Short task » Locate the line that contains "For the benchmark, mark every instance of the corinthian" in the entries below. Retype it and all following lines through the final one, character for character.
>> Start
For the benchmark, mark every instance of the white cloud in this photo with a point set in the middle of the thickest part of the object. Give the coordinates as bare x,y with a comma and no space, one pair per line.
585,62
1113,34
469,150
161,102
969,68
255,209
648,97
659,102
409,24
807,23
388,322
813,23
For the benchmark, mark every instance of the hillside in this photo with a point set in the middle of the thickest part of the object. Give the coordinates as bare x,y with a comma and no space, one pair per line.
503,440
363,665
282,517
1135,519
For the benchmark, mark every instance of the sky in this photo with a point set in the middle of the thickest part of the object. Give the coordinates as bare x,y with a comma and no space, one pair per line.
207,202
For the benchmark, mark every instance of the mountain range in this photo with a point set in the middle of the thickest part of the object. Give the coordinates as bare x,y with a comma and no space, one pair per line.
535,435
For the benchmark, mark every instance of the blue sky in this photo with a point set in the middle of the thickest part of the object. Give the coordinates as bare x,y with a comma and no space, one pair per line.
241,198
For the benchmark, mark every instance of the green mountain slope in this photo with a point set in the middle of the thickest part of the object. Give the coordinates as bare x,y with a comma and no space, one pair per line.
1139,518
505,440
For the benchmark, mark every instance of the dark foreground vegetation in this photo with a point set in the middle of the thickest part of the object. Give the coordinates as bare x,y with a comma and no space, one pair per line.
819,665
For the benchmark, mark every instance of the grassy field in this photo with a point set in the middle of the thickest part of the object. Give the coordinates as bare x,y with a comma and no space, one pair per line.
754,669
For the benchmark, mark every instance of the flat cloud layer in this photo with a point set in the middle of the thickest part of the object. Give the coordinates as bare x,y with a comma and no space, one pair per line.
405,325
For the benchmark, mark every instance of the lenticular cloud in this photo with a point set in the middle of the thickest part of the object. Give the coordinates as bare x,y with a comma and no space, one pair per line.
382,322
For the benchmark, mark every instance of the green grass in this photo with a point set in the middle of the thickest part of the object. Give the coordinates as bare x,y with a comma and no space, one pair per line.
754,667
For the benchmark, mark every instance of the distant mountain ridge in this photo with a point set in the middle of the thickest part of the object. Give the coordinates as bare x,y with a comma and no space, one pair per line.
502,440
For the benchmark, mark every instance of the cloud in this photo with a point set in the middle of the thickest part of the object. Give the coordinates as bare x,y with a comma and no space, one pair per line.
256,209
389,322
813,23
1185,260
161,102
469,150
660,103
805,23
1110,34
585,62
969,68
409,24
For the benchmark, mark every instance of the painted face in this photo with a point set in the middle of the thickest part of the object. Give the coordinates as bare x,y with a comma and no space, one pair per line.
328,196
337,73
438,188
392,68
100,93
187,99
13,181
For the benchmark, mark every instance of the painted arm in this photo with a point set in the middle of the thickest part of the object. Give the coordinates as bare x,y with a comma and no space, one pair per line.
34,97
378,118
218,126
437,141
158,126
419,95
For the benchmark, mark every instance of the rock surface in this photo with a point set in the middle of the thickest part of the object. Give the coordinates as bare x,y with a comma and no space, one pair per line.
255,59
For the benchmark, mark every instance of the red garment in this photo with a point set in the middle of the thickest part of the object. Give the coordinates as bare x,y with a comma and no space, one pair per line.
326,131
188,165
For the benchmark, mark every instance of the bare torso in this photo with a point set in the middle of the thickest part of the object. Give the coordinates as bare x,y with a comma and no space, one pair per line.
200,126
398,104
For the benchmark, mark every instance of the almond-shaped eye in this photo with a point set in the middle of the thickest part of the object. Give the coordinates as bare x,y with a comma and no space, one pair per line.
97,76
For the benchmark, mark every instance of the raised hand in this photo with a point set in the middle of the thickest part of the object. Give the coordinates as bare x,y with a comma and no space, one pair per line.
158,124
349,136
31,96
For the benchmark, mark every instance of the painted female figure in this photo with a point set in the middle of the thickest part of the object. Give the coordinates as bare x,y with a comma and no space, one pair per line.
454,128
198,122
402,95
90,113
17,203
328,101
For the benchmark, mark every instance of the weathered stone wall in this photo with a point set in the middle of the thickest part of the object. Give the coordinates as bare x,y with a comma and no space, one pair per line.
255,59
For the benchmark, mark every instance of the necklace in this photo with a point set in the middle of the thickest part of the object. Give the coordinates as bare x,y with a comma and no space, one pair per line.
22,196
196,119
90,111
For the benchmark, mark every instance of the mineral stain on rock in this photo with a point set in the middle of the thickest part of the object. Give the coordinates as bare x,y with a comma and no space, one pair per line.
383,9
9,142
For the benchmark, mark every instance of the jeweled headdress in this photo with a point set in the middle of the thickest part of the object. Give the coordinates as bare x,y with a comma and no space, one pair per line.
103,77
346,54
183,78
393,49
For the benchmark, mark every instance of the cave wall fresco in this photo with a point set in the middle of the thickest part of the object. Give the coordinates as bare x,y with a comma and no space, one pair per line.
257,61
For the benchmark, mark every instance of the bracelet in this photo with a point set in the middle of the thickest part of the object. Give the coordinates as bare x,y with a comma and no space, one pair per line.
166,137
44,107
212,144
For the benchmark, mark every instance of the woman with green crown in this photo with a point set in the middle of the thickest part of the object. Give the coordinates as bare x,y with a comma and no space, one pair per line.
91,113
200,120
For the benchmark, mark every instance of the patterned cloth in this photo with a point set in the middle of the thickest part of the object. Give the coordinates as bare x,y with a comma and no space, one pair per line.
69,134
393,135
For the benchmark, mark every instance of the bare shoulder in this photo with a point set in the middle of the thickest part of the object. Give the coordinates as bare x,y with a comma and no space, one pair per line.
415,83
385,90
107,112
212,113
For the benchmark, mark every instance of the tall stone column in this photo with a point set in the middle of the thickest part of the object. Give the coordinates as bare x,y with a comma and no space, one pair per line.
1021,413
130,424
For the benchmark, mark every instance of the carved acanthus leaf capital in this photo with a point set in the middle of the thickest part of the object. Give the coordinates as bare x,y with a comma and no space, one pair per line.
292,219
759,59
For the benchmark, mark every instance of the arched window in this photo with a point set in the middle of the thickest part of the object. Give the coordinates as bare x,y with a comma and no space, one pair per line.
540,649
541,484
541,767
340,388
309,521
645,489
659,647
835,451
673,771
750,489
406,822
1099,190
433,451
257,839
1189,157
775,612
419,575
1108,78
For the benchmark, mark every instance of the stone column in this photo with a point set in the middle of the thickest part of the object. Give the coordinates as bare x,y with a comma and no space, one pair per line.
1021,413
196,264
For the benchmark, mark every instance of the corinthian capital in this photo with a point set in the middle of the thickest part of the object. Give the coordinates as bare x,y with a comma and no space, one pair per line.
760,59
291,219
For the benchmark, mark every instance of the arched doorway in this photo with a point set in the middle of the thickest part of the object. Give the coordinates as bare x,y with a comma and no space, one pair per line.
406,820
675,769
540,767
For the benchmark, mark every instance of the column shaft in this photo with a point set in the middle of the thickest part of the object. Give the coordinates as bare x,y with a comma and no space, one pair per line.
>> End
Output for this exercise »
For the benchmark, mark every instance of the corinthian capital in this photo with a point set in the middle of the thickest part of the object. Give the coordinates as bare x,y with a comma and no space, one pair per line.
760,59
291,219
For the benchmark, mark every instance of the arched doorway in this photo with a point set in the middle of the thickest part of the object. Give the coordinates as bare x,y with a comma and no space, one pair per line.
406,820
675,769
540,767
For the benchmark, mark every instance of the column shaft in this photo with a point set in the middle of the thickest part of the object. Give the coordinates as bare x,y with a comma and no space, one pair per line.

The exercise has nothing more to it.